§ **TEXT PASSAGE**
Proteomics label-free quantification (LFQ) analysis pipeline
This document describes the output produced by the pipeline.
The pipeline is built using Nextflow and processes data using the following steps:
- (optional) Conversion of spectra data to indexedMzML: Using ThermoRawFileParser if Thermo Raw or using OpenMS’ FileConverter if just an index is missing
- (optional) Decoy database generation for the provided DB (fasta) with OpenMS
- Database search with either MSGF+ and/or Comet through OpenMS adapters
- Re-mapping potentially identified peptides to the input database for consistency and error-checking (using OpenMS’ PeptideIndexer)
- PSM rescoring using PSMFeatureExtractor and Percolator or a PeptideProphet-like distribution fitting approach in OpenMS
- If multiple search engines were chosen, the results are combined with OpenMS’ ConsensusID
- If multiple search engines were chosen, a combined FDR is calculated
- Single run PSM/Peptide-level FDR filtering
- If localization of modifications was requested, Luciphor2 is applied via the OpenMS adapter
- Protein inference and labelfree quantification based on spectral counting or MS1 feature detection, alignment and integration with OpenMS’ ProteomicsLFQ. Performs an additional experiment-wide FDR filter on protein (and if requested peptide/PSM-level).
A rough visualization follows:
Output is by default written to the $NXF_WORKSPACE/results folder. The output consists of the following folders (follow the links for a more detailed description):
- logs (extended log files for all steps)
- pipeline_info (general nextflow infos)
- ptxqc (quality control)
Nextflow pipeline info
Nextflow provides excellent functionality for generating various reports relevant to the running and execution of the pipeline. This will allow you to troubleshoot errors with the running of the pipeline, and also provide you with other information such as launch commands, run times and resource usage.

§ **INFORMATION SHOWN**
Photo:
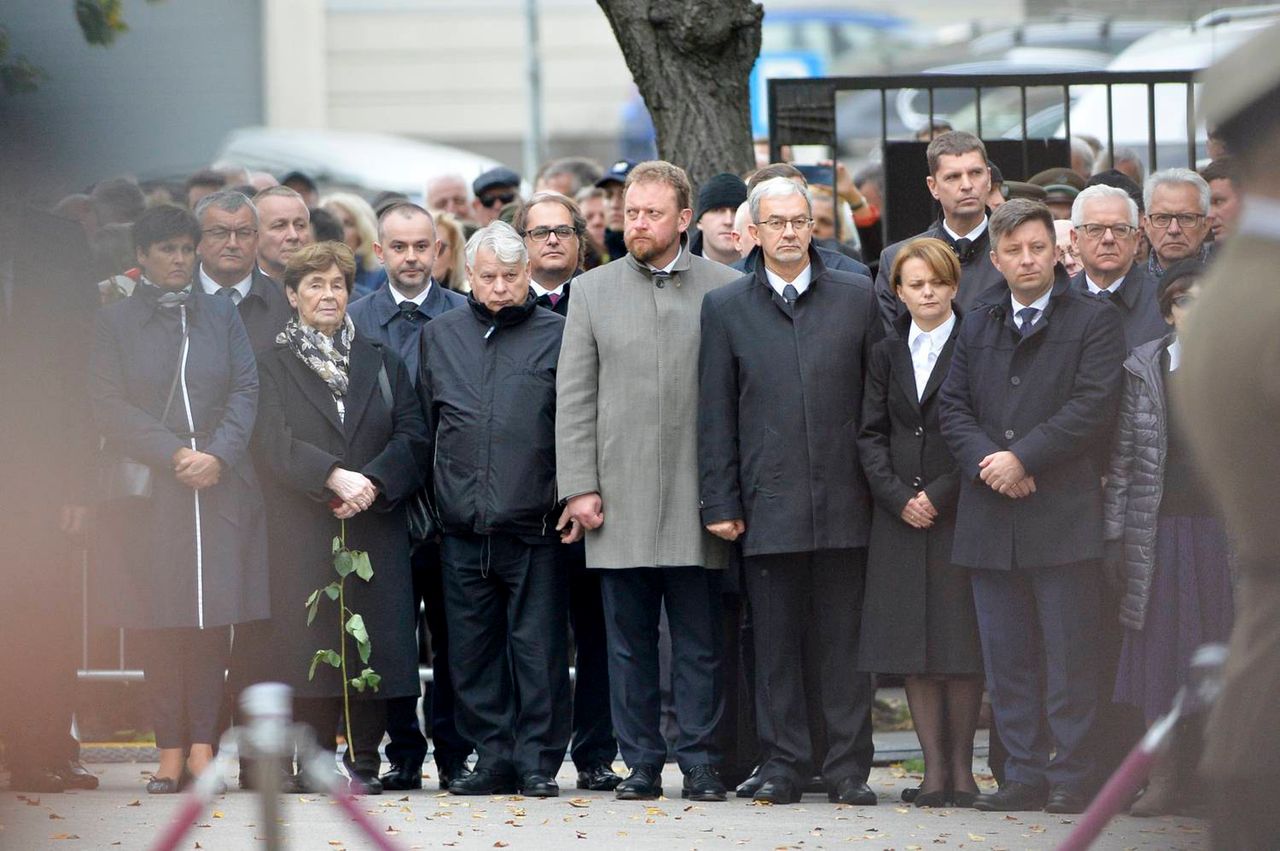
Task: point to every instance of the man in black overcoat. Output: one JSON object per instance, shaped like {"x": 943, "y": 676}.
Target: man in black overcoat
{"x": 781, "y": 370}
{"x": 960, "y": 182}
{"x": 1027, "y": 411}
{"x": 394, "y": 315}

§ **EXERCISE**
In the LFQ pipeline description, why does the pipeline perform the step "Re-mapping potentially identified peptides to the input database"? The lines aren't needed for this task.

§ **RESULT OF THE EXERCISE**
The pipeline re-maps potentially identified peptides to the input database for consistency and error-checking. It does this with OpenMS' PeptideIndexer.